(Data entries)
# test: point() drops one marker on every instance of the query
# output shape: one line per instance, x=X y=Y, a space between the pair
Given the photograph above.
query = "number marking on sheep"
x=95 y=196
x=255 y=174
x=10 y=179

→ Do this:
Transcribe every line of the material above verbatim, keeping each character and line break unchanged.

→ Answer to the task:
# test: point() drops one marker on every instance of the query
# output shape: one line per instance, x=X y=Y, a space between the pair
Given the photograph above.
query = "number marking on sheep"
x=95 y=196
x=255 y=174
x=10 y=179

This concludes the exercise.